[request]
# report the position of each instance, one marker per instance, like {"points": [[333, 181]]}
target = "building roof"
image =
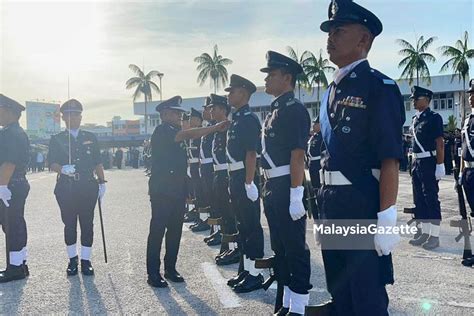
{"points": [[439, 84]]}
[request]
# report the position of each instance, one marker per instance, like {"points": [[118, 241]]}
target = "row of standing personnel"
{"points": [[361, 119]]}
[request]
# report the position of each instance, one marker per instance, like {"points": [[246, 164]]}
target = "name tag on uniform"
{"points": [[354, 102]]}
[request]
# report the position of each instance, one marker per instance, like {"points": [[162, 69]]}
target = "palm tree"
{"points": [[415, 61], [316, 69], [452, 123], [301, 79], [143, 84], [213, 68], [458, 62]]}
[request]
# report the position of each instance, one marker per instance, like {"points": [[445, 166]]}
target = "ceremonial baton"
{"points": [[102, 230]]}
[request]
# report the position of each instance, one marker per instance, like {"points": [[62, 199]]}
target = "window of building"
{"points": [[450, 103], [443, 104], [407, 105]]}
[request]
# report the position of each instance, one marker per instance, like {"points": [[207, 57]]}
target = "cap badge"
{"points": [[334, 7]]}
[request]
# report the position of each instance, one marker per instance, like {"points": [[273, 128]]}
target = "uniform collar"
{"points": [[341, 73], [13, 124], [241, 111], [282, 100]]}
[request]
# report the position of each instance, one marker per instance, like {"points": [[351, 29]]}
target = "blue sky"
{"points": [[92, 42]]}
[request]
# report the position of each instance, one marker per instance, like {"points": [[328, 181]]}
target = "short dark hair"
{"points": [[285, 71], [226, 108]]}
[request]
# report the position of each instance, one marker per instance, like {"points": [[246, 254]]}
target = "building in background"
{"points": [[42, 119], [446, 101], [98, 130], [121, 127]]}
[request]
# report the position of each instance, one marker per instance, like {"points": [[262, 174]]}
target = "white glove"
{"points": [[317, 237], [68, 170], [385, 243], [102, 190], [252, 191], [5, 195], [440, 171], [296, 203]]}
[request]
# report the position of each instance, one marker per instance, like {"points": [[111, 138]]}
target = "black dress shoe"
{"points": [[12, 273], [202, 226], [431, 243], [206, 239], [156, 281], [231, 257], [237, 279], [418, 233], [249, 283], [86, 267], [216, 240], [419, 241], [469, 262], [190, 217], [282, 311], [25, 268], [72, 266], [326, 309], [174, 276]]}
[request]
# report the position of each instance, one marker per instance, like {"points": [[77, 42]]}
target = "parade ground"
{"points": [[426, 282]]}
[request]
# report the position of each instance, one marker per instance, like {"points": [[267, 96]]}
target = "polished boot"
{"points": [[230, 257], [206, 239], [12, 273], [282, 311], [216, 240], [72, 266], [237, 279], [173, 276], [420, 240], [202, 226], [431, 243], [249, 283], [86, 267], [156, 281]]}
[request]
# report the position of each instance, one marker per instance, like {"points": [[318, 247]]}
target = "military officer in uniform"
{"points": [[14, 188], [428, 168], [243, 145], [466, 177], [195, 121], [206, 172], [167, 188], [284, 141], [313, 160], [74, 155], [361, 117], [220, 109]]}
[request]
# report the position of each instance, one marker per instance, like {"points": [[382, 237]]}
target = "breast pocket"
{"points": [[353, 126]]}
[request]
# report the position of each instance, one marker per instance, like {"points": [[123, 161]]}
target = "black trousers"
{"points": [[77, 200], [248, 216], [207, 178], [12, 218], [166, 218], [427, 206], [356, 278], [288, 237], [221, 206], [468, 185], [196, 184]]}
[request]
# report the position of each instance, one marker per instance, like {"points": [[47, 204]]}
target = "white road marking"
{"points": [[314, 289], [226, 296]]}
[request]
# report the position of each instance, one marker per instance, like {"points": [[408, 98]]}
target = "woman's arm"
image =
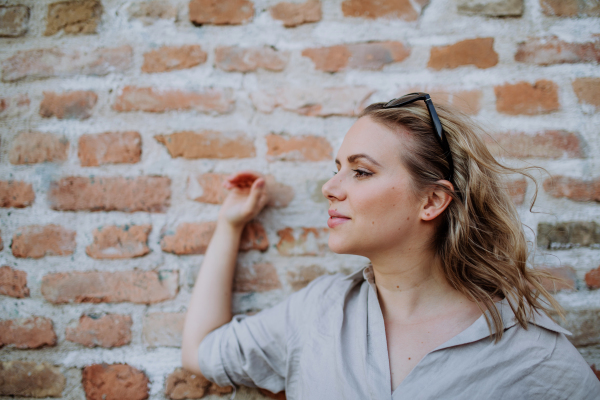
{"points": [[210, 305]]}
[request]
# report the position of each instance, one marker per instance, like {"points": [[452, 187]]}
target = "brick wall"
{"points": [[119, 119]]}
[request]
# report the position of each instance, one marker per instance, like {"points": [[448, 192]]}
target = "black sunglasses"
{"points": [[440, 135]]}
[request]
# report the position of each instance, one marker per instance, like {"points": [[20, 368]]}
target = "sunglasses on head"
{"points": [[439, 132]]}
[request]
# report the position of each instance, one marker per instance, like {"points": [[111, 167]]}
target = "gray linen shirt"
{"points": [[327, 341]]}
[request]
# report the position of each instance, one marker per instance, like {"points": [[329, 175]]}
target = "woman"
{"points": [[447, 308]]}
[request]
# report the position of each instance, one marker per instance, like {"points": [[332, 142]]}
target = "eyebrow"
{"points": [[355, 157]]}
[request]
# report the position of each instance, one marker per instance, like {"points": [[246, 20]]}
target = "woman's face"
{"points": [[371, 206]]}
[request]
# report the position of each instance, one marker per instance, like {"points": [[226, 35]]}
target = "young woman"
{"points": [[447, 309]]}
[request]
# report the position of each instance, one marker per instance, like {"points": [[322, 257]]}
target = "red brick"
{"points": [[208, 144], [72, 17], [163, 329], [320, 102], [182, 384], [16, 194], [294, 14], [261, 277], [551, 50], [478, 52], [301, 277], [144, 193], [570, 8], [110, 330], [193, 238], [221, 12], [566, 274], [69, 105], [142, 287], [13, 20], [118, 242], [37, 241], [156, 100], [208, 188], [303, 148], [573, 189], [37, 147], [13, 282], [114, 382], [587, 91], [303, 241], [27, 333], [372, 56], [516, 190], [524, 98], [170, 58], [53, 62], [592, 278], [547, 145], [14, 106], [246, 59], [371, 9], [31, 379], [109, 148]]}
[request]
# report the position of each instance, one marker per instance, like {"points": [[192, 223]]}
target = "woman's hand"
{"points": [[247, 196]]}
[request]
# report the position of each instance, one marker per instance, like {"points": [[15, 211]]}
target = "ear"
{"points": [[436, 202]]}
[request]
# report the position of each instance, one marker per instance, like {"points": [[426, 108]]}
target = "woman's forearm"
{"points": [[210, 304]]}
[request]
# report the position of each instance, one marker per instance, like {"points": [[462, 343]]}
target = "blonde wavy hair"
{"points": [[480, 238]]}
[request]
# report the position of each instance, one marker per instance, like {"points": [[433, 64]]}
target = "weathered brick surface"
{"points": [[73, 17], [302, 276], [551, 50], [118, 242], [158, 101], [170, 58], [587, 91], [36, 241], [570, 8], [572, 188], [163, 329], [303, 148], [321, 102], [27, 333], [294, 14], [491, 8], [566, 275], [113, 382], [144, 193], [478, 52], [261, 277], [69, 105], [208, 144], [54, 62], [16, 194], [182, 384], [31, 379], [13, 282], [13, 20], [373, 56], [109, 148], [371, 9], [568, 234], [303, 241], [37, 147], [524, 98], [246, 59], [193, 238], [143, 287], [592, 278], [224, 12], [547, 145], [111, 330]]}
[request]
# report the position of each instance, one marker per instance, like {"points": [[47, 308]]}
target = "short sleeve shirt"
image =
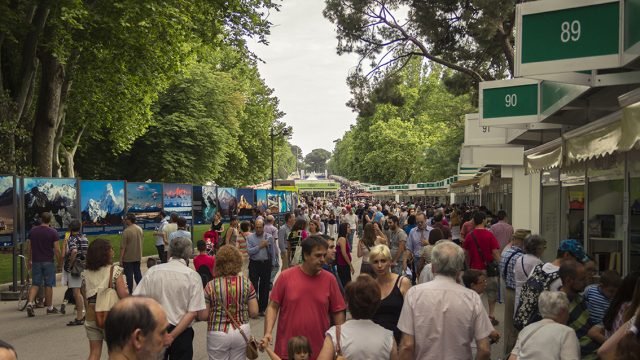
{"points": [[43, 239], [487, 243], [306, 303]]}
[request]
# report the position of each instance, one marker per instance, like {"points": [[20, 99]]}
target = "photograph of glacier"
{"points": [[102, 204], [59, 196], [178, 199], [145, 201], [7, 207]]}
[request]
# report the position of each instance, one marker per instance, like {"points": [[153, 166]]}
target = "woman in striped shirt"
{"points": [[228, 294]]}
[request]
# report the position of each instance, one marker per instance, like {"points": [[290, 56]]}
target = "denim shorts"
{"points": [[43, 273]]}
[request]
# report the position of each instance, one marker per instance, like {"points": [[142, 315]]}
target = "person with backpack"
{"points": [[507, 264], [545, 277]]}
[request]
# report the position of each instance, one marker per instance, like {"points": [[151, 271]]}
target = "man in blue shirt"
{"points": [[261, 248]]}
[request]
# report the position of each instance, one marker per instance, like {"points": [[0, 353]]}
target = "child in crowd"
{"points": [[476, 280], [298, 348], [598, 296]]}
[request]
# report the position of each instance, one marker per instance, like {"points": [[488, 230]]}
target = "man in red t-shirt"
{"points": [[302, 298], [488, 244]]}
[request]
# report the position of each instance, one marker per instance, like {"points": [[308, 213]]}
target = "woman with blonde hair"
{"points": [[393, 287], [370, 238], [231, 300]]}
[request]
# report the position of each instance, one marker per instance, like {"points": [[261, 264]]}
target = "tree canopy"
{"points": [[410, 129]]}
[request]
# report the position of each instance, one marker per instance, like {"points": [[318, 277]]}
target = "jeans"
{"points": [[260, 276], [182, 346], [161, 253], [131, 271]]}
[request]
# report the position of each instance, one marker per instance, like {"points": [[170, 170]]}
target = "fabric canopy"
{"points": [[544, 157]]}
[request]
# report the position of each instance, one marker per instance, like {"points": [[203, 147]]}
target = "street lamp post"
{"points": [[273, 134]]}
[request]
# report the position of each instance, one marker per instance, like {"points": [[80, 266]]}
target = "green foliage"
{"points": [[316, 160], [411, 131], [474, 38]]}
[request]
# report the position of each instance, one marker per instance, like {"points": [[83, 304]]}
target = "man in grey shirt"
{"points": [[283, 235], [260, 247]]}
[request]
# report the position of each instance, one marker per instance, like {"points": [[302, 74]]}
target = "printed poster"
{"points": [[102, 204], [7, 210], [145, 201], [55, 195], [246, 203], [227, 203], [261, 200]]}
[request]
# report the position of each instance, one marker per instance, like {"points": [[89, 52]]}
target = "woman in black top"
{"points": [[393, 287]]}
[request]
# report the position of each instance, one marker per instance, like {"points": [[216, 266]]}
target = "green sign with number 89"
{"points": [[571, 33]]}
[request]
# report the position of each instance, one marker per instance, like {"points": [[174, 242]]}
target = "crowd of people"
{"points": [[419, 293]]}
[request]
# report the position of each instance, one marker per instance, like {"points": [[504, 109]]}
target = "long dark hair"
{"points": [[623, 295]]}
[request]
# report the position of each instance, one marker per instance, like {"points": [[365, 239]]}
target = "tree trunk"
{"points": [[47, 114]]}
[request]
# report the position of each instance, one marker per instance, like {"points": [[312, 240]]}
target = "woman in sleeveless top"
{"points": [[343, 255], [393, 287], [368, 241], [96, 277]]}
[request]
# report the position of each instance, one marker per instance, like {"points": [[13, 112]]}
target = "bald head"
{"points": [[136, 325]]}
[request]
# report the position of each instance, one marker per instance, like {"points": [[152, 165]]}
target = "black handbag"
{"points": [[493, 268]]}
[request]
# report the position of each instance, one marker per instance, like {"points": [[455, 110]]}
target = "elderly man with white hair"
{"points": [[548, 338], [442, 318], [178, 288]]}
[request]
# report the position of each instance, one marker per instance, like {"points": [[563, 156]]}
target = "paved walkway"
{"points": [[48, 337]]}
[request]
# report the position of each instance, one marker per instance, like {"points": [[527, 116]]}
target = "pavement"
{"points": [[48, 337]]}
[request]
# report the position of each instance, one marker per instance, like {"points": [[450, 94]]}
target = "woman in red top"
{"points": [[343, 255]]}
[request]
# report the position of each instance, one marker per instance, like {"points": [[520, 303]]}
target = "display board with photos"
{"points": [[102, 204], [59, 196], [144, 200], [7, 210], [227, 202]]}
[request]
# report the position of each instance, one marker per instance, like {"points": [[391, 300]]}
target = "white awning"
{"points": [[595, 139], [544, 157]]}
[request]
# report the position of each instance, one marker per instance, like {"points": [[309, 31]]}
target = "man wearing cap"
{"points": [[507, 265], [569, 249]]}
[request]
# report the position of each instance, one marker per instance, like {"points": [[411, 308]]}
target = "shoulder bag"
{"points": [[105, 300], [252, 345], [493, 268]]}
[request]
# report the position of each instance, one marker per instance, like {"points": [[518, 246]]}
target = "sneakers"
{"points": [[53, 311], [30, 312]]}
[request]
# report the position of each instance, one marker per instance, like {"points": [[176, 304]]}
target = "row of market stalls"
{"points": [[558, 146]]}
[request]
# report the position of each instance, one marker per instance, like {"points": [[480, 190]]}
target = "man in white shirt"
{"points": [[442, 316], [178, 289]]}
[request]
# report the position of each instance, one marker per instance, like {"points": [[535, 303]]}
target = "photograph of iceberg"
{"points": [[102, 204], [56, 195], [227, 202], [145, 201], [246, 203], [178, 199], [7, 207]]}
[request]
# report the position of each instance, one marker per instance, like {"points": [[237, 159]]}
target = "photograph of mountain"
{"points": [[56, 195], [7, 207], [227, 202], [178, 199], [145, 201], [246, 203], [272, 201], [102, 204]]}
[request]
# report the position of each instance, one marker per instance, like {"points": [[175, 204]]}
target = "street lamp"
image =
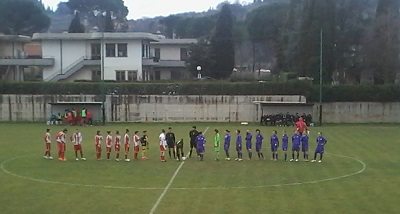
{"points": [[198, 68]]}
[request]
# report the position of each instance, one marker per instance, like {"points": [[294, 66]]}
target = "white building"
{"points": [[170, 57], [112, 56]]}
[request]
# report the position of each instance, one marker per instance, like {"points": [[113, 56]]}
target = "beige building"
{"points": [[120, 57]]}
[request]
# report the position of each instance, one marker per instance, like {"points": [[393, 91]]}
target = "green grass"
{"points": [[35, 185]]}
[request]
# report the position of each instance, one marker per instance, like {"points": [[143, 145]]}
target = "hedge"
{"points": [[344, 93]]}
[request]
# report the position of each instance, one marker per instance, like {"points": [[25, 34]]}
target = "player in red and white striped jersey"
{"points": [[117, 145], [108, 144], [136, 145], [98, 141], [126, 145], [77, 140], [47, 144]]}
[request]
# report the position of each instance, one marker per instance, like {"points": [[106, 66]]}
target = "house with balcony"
{"points": [[15, 60], [169, 61], [112, 56], [95, 56]]}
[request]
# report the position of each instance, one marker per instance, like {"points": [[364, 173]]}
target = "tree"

********************

- WORK INSTRUCTIONS -
Pull out every line of the items above that contains the word "dark", and copy each one.

- THE COMPLETED TASK -
target = "short dark hair"
target = "long dark hair"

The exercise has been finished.